> Direction 1
State how many lines of the entries contain the word "lure". Case counts, and give only the number.

> Document section
--------------------------------

Decided: February 14, 1950.
PENNSYLVANIA-READING SEASHORE LINES, APPELLANT,
BOARD OF PUBLIC UTILITY COMMISSIONERS, AND OTHERS, RESPONDENTS
Jacobs, Donges and Bigelow. The opinion of the court was delivered by Bigelow, J.A.D.
[6 NJSuper Page 378]
The appellant Railroad Company notified the Board of Public Utility Commissioners that it was about to withdraw all passenger service on the branch line that extends from Woodbury to Penns Grove. The Board held a hearing at which no one opposed the discontinuance of service, except a representative of the Brotherhood of Railroad Trainmen. The Board found:
"In our opinion the evidence wholly fails to support a finding that public convenience and necessity require continuance of passenger train operation on the Penns Grove Branch between Woodbury and Penns Grove. The continuing deficits experienced in the operation of the branch and of the entire system of the Pennsylvania-Reading Seashore Lines jeopardize essential services performed by the utility. Continued operation of non-essential service at a substantial continuing loss, particularly where as here another means of reasonably convenient public transportation is available, is, in our opinion, not justified as in the public interest."
Despite the finding, the Board ordered appellant to continue operation of passenger service. It was the opinion of the Board that the law, as interpreted by our former court of last resort, required the Board to issue such an order. O'Connor v. Board of Public Utility Com'rs , 129 N.J.L. 263 (1942), reversing 128 N.J.L. 35. The appellant tries to distinguish the O'Connor case on sundry grounds that seem to us insubstantial. The court in the cited case held that the Public Utility Act, R.S. 48:2-1 et seq. , gives no authority to the Board to relieve a railroad company from the obligation to provide for the transportation of passengers over every part of its line, even where passenger service serves no public convenience. The contrary view is forcefully stated in the dissent of Justice Heher and in the opinion of Justice Bodine in the Supreme Court. For thirty years, the Board, as well as all persons interested in such problems, had assumed that the Board was vested with power to sanction the abandonment of unneeded service. Beginning with In re Barnegat
[6 NJSuper Page 379]
R.R. , 1 P.U.C.N.J. 409 (1912) and In re Irvington Branch of Lehigh Valley R.R. , 3 P.U.C.N.J. 445 (1915), the published reports of the Board are studded with decisions permitting the discontinuance of passenger service. Passenger service has been abandoned on probably a majority of the short branch railroads in the State. A few branches, we are informed, were built for freight service only and have never carried passengers. E.g. , the West Newark branch of the Pennsylvania Railroad, the Manufacturers Railroad, which supplies factories in the easterly section of Newark, and several little railroads in Jersey City and Hoboken.

--------------------------------

> Dataset rows
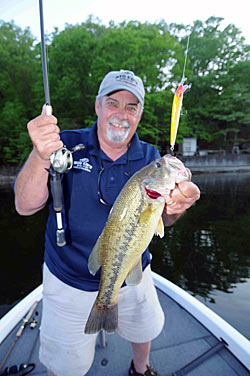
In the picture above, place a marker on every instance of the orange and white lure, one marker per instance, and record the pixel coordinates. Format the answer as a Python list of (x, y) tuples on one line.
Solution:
[(177, 104), (176, 111)]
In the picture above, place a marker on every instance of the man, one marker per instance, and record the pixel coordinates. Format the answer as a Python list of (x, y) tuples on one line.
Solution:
[(113, 153)]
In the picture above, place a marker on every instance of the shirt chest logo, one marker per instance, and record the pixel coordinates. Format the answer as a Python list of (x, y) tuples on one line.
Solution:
[(83, 164)]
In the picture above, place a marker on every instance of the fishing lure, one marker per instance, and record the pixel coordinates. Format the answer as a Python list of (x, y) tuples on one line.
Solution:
[(177, 105)]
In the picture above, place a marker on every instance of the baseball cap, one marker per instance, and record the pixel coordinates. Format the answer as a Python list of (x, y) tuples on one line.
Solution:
[(122, 80)]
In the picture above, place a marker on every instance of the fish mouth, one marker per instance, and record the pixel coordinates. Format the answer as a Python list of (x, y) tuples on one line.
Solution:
[(152, 194)]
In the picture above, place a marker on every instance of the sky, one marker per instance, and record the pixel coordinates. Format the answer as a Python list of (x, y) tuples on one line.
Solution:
[(59, 12)]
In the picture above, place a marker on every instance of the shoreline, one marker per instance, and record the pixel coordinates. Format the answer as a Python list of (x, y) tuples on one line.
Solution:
[(6, 179)]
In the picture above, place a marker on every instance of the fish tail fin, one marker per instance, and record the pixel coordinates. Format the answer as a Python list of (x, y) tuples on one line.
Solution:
[(102, 317)]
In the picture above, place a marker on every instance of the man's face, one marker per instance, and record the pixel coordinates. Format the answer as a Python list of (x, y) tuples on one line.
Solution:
[(118, 117)]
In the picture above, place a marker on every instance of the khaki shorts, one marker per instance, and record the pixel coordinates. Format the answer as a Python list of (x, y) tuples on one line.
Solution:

--------------------------------

> Direction 2
Name every judge or justice mentioned in the court opinion above.

> Correct result 1
2

> Correct result 2
Jacobs, Donges, Bigelow, Heher, Bodine